## Exercise prompt:
State how many lines of the records below contain the word "measured", treating uppercase and lowercase as different, and give only the number.

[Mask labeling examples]

· · · ·

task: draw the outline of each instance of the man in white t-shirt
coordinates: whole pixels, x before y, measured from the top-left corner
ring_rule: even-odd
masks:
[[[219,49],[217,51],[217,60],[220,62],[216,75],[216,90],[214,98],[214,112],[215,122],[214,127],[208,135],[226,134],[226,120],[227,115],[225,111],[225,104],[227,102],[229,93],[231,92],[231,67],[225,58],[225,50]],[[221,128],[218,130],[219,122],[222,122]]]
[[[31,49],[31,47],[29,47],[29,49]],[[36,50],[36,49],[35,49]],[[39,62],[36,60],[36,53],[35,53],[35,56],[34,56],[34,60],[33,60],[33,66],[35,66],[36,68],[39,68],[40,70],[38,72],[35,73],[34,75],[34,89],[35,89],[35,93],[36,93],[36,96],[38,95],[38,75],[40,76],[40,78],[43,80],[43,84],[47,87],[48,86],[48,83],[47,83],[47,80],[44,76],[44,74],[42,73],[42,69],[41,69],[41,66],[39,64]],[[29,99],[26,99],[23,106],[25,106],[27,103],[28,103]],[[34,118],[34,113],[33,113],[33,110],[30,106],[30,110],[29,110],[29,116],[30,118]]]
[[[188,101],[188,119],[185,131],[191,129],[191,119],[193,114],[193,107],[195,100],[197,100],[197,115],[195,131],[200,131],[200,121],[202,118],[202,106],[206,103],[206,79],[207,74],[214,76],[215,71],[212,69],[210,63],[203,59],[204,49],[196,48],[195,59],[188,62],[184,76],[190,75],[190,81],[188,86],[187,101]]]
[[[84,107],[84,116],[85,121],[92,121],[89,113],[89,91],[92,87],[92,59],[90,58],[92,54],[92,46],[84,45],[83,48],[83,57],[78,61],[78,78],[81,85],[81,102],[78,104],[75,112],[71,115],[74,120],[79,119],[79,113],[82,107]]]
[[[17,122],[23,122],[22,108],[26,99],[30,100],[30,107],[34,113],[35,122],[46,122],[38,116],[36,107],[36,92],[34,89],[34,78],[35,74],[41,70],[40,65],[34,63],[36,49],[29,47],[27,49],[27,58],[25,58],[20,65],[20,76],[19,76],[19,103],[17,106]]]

· · · ·

## Solution to this task:
1